**Point-per-instance localization data**:
***
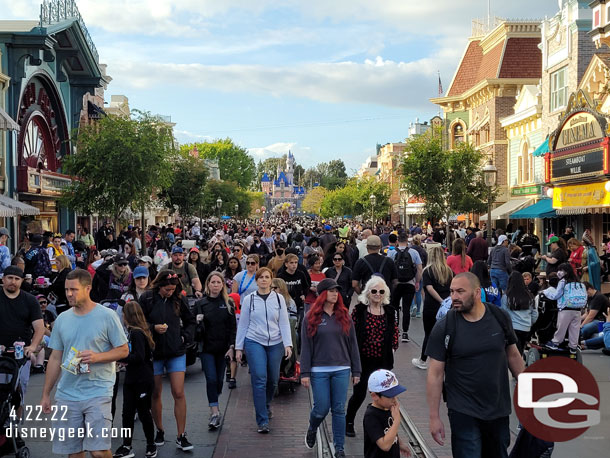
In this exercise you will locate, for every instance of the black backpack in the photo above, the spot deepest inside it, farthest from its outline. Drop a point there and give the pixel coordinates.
(405, 266)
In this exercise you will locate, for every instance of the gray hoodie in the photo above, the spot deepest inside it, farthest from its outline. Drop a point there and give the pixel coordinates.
(263, 320)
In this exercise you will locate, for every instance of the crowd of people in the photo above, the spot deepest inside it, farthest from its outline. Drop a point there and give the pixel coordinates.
(133, 308)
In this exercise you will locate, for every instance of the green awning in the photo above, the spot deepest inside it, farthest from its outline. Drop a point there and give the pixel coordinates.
(541, 209)
(542, 149)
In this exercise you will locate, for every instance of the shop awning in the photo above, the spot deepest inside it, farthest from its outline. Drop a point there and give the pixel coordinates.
(6, 122)
(11, 207)
(504, 210)
(541, 209)
(542, 149)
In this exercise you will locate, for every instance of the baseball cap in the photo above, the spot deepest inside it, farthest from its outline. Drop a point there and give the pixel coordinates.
(385, 383)
(120, 259)
(373, 241)
(14, 270)
(140, 272)
(326, 284)
(553, 239)
(147, 259)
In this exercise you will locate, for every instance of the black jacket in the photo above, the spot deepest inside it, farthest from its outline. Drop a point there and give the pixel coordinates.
(158, 310)
(391, 323)
(219, 324)
(139, 361)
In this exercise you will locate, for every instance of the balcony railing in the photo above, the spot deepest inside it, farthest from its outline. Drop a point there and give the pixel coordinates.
(54, 11)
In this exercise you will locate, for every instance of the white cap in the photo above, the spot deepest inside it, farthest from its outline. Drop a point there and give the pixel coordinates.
(384, 382)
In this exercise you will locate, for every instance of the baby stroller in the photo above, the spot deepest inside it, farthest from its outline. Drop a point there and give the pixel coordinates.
(290, 369)
(543, 331)
(10, 401)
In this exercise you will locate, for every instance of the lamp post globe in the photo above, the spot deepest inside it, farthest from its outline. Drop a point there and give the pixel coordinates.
(490, 175)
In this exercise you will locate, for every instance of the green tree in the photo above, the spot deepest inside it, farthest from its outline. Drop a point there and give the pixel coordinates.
(230, 194)
(234, 162)
(119, 163)
(449, 182)
(185, 191)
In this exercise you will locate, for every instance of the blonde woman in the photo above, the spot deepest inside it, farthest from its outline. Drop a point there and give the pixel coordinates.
(437, 280)
(377, 333)
(215, 311)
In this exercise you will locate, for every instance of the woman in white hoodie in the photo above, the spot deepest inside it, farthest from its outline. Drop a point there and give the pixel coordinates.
(264, 334)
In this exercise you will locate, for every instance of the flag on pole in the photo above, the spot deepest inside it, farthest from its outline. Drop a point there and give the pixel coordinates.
(440, 85)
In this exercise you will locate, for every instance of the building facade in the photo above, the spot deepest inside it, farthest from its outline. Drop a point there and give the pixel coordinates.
(494, 68)
(282, 188)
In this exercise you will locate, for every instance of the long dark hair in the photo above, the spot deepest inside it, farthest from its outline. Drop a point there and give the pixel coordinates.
(134, 319)
(165, 278)
(479, 268)
(314, 315)
(518, 297)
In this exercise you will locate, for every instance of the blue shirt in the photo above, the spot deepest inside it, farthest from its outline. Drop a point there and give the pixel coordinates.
(100, 331)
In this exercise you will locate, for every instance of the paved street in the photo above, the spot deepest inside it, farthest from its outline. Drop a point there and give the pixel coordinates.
(238, 434)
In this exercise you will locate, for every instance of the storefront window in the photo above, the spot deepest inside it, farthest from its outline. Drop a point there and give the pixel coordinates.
(559, 89)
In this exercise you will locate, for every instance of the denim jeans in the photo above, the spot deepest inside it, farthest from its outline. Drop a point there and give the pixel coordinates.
(329, 393)
(264, 362)
(589, 330)
(214, 368)
(500, 278)
(475, 438)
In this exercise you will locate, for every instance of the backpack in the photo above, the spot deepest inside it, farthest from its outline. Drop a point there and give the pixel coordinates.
(405, 266)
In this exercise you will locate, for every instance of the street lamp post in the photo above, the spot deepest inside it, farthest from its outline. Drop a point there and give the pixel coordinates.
(490, 174)
(218, 206)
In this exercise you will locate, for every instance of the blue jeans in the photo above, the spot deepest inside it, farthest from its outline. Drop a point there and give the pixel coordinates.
(589, 330)
(214, 368)
(500, 278)
(264, 362)
(475, 438)
(329, 393)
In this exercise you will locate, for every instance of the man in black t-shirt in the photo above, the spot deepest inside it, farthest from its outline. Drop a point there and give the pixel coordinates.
(474, 365)
(597, 305)
(373, 263)
(19, 313)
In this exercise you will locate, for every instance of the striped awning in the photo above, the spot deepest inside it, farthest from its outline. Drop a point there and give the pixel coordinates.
(11, 208)
(6, 122)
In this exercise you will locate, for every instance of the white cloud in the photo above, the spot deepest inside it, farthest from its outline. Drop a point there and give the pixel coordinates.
(379, 81)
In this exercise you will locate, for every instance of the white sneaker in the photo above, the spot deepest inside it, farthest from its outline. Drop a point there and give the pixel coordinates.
(419, 363)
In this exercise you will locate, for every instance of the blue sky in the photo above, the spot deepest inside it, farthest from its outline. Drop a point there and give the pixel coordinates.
(327, 79)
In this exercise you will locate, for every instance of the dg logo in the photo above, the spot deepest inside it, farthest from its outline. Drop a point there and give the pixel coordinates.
(557, 399)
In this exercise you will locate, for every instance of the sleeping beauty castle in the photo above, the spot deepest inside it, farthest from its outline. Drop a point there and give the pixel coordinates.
(283, 189)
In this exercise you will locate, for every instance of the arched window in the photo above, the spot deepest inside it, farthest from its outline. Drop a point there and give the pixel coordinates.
(525, 166)
(457, 134)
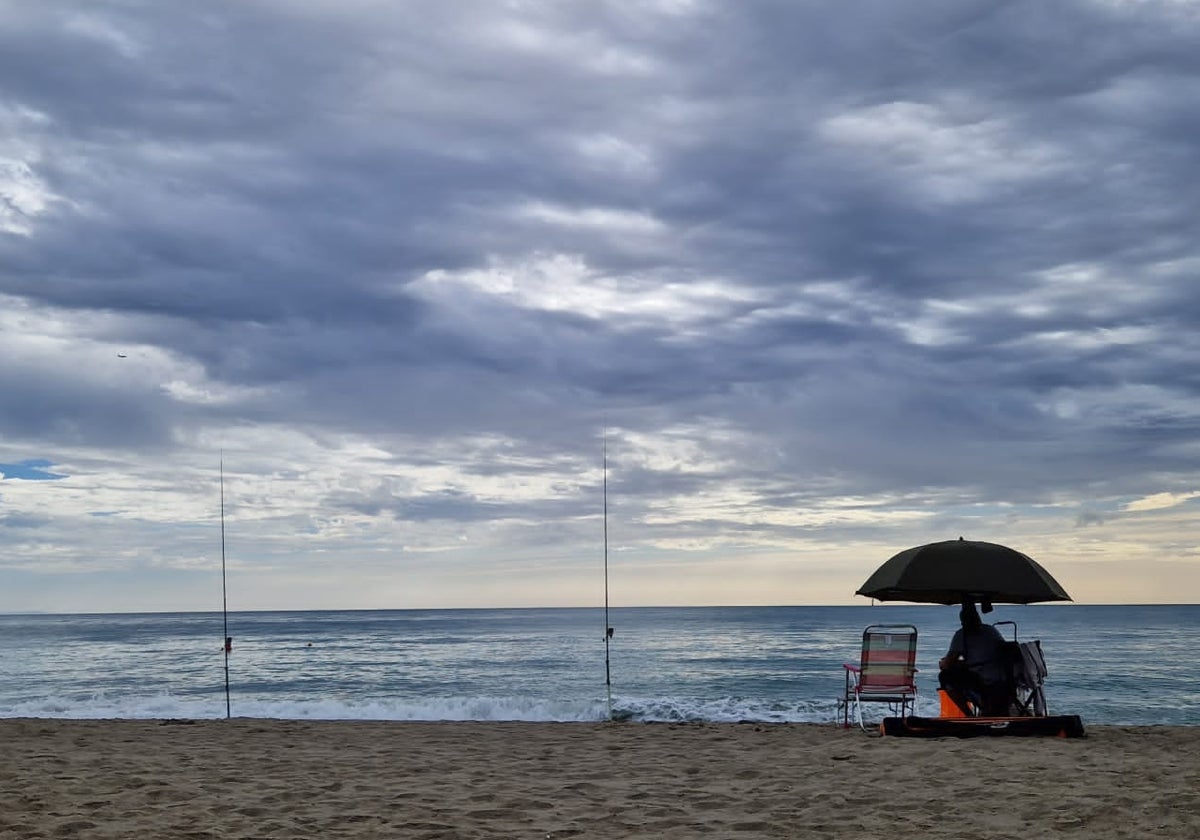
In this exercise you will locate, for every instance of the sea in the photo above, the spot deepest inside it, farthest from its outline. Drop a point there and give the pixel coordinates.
(1120, 665)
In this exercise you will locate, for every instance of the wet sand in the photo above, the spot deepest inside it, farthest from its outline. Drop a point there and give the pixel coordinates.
(375, 779)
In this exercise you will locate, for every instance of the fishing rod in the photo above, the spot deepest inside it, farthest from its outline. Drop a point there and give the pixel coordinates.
(225, 599)
(607, 631)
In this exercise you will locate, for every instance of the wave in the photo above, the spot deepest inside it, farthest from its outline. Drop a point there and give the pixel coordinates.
(511, 708)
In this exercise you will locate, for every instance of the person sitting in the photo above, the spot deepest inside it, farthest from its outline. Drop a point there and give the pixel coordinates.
(972, 671)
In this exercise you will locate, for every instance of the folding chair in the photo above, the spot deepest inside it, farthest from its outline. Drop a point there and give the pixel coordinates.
(886, 673)
(1027, 673)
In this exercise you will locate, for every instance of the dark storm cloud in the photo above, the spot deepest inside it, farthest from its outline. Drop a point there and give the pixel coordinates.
(888, 249)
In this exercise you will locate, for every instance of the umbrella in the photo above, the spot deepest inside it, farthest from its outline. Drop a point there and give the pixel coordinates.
(963, 570)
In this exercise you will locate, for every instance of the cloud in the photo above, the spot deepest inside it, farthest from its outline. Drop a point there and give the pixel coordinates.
(837, 281)
(1159, 502)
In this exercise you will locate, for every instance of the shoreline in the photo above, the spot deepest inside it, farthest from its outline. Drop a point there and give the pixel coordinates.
(268, 778)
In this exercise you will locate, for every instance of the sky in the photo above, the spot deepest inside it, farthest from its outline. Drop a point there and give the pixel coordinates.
(400, 305)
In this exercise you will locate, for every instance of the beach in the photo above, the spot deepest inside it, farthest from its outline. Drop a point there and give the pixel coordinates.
(247, 778)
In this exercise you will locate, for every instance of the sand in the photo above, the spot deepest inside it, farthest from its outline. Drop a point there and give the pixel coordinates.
(375, 779)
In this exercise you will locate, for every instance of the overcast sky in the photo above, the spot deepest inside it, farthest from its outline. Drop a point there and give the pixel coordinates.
(838, 279)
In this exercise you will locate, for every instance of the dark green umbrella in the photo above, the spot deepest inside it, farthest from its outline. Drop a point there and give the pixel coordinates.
(963, 570)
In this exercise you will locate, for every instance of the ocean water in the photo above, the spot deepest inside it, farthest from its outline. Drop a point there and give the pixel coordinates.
(1108, 664)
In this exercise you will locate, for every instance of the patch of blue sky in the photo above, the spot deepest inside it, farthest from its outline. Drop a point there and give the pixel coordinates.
(30, 471)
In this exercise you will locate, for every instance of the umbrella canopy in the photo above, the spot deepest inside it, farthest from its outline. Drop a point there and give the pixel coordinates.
(963, 570)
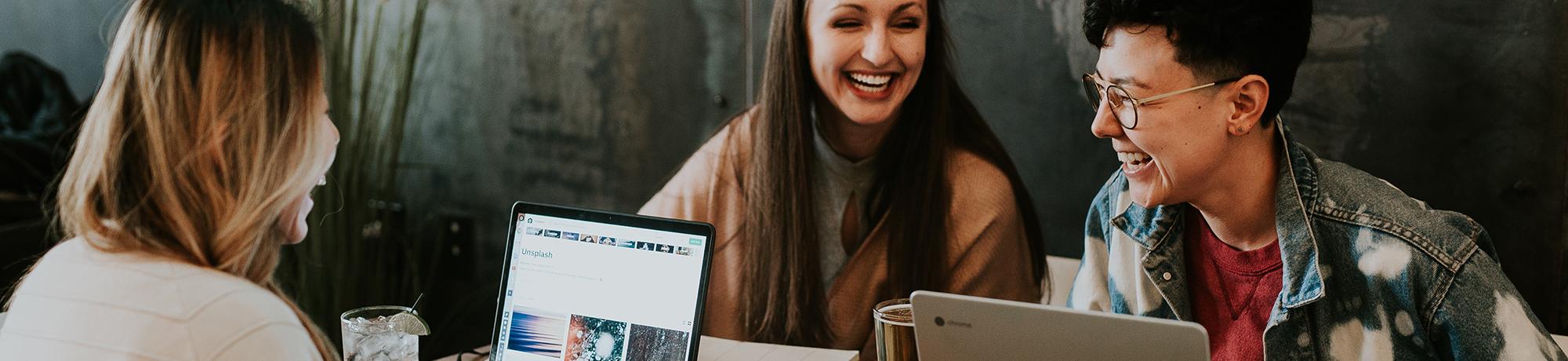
***
**Work request**:
Please retype only the lines from the line that holds "of the patch" through the end of the records, exactly as they stand, and drop every picture.

**Exercise solution**:
In this exercise you will locate, for every instance of the patch of blue sky in the photo above, the spot deepest inside it, farthest from its outline. Drop a point there and give the pixel coordinates.
(30, 471)
In this exercise you will locate, for every instance of the umbrella canopy in the photo above, the spot deepest inside it, farthest from its outline. Drop a point there and give the pixel coordinates.
(963, 570)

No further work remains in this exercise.